| To be done |
Copy the items from their very start through the line that contains "column 97, row 39", substituting "Indicate" for each "Mark" and leaving everything else unchanged.

| Material supplied |

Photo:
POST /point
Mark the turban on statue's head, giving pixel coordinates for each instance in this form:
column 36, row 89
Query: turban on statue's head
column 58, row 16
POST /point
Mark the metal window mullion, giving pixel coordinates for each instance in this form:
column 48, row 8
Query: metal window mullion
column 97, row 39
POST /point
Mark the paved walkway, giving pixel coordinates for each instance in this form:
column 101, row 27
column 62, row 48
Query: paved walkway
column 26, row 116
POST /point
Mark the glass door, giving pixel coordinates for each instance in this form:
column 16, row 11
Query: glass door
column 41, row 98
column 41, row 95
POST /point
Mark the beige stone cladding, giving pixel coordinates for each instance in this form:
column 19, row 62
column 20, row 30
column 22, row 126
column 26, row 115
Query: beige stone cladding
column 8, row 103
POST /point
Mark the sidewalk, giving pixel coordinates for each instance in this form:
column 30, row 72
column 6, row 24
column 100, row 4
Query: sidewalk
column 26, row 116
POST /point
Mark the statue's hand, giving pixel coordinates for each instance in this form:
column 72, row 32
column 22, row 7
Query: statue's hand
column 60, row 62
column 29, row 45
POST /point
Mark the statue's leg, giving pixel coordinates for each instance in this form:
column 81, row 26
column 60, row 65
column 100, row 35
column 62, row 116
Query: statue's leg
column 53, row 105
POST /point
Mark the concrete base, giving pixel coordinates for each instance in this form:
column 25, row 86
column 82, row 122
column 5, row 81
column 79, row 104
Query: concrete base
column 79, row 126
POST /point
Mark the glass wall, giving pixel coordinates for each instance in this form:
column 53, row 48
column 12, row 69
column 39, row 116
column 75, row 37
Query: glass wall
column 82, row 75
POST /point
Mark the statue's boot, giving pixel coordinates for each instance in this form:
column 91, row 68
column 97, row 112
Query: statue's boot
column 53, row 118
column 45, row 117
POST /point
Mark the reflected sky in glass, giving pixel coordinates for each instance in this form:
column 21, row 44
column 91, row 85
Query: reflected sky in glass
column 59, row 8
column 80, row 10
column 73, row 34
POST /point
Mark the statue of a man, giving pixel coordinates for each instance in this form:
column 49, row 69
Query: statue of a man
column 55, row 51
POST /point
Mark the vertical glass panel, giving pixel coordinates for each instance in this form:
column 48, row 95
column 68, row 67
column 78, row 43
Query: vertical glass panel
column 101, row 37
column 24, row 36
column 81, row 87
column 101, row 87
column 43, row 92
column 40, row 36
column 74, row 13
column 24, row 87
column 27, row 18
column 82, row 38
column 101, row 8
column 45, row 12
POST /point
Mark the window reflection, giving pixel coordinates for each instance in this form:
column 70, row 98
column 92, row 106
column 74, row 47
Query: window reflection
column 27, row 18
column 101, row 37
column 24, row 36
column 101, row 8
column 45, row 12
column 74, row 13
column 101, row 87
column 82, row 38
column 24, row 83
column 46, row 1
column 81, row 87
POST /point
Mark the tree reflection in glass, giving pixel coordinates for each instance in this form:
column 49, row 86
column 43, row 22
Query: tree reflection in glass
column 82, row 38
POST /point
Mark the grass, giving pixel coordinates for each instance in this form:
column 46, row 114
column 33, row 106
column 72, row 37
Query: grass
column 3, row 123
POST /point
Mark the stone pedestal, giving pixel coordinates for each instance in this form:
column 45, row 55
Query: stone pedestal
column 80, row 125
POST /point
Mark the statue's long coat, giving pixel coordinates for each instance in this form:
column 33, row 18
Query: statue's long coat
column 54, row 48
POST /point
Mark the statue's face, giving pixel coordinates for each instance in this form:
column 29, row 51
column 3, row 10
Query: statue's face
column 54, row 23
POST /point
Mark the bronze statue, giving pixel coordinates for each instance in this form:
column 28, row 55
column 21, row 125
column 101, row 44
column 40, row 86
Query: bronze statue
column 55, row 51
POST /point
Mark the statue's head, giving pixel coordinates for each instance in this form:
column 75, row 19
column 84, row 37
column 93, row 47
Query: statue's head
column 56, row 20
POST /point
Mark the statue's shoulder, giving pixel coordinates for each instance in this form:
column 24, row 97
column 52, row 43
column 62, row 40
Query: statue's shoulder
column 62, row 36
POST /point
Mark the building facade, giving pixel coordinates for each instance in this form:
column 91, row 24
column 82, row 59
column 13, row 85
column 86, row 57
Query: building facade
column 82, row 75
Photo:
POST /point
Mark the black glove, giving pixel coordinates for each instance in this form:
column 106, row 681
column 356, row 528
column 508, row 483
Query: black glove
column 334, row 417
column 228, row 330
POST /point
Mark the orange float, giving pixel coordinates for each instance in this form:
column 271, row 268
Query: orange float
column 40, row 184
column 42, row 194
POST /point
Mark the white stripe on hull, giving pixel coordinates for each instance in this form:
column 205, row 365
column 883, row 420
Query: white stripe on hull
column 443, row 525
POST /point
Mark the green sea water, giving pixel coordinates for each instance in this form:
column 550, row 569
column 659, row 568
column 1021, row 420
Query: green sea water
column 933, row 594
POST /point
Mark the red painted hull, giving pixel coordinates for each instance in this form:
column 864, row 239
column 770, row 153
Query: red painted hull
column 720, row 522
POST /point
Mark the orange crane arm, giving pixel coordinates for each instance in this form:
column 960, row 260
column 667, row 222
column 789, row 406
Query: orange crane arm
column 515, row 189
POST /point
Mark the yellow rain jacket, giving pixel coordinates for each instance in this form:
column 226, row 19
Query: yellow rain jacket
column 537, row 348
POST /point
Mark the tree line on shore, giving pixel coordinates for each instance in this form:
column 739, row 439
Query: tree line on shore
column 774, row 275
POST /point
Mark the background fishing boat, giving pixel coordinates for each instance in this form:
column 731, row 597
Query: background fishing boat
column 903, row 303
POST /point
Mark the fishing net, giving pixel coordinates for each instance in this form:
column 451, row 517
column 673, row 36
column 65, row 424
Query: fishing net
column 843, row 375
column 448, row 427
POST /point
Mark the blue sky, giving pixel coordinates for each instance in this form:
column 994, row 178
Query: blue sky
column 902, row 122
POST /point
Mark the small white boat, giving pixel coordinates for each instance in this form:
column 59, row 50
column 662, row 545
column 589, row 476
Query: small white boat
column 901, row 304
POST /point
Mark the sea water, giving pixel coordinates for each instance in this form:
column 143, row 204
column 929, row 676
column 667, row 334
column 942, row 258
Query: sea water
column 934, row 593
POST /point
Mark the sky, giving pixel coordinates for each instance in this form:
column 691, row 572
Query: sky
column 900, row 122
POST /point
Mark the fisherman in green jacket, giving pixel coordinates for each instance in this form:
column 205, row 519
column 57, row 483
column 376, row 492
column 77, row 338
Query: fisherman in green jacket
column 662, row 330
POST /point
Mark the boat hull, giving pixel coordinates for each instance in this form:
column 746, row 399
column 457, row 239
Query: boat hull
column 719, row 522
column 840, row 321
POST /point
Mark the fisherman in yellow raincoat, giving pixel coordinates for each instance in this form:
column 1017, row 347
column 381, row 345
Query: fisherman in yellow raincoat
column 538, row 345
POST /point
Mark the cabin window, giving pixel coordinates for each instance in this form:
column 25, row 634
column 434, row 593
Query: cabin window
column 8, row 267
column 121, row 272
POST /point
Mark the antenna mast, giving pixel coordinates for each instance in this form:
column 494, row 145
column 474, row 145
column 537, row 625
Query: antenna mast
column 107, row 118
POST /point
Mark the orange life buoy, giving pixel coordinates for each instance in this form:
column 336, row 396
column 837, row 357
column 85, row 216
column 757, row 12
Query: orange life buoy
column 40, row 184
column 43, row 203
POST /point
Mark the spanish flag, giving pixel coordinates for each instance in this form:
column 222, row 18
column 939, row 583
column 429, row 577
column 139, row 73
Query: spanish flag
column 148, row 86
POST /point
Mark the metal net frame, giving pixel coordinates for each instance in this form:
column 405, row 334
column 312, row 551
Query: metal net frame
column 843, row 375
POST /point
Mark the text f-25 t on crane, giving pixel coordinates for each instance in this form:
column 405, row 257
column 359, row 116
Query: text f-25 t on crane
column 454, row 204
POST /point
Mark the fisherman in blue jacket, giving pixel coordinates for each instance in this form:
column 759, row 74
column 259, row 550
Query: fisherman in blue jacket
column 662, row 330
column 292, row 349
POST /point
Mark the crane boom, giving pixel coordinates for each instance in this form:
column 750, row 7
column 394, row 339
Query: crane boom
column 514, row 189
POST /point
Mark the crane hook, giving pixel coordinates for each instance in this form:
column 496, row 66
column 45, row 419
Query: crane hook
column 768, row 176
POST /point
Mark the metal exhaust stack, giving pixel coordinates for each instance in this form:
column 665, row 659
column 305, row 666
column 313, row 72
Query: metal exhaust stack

| Answer to this problem |
Photo:
POST /point
Indicate the turban on statue's head, giving pixel coordinates for each instance in this form:
column 36, row 89
Query: turban on statue's head
column 58, row 16
POST /point
Indicate the metal window mullion, giving pixel coordinates for each instance in this form:
column 48, row 8
Query: metal window mullion
column 97, row 39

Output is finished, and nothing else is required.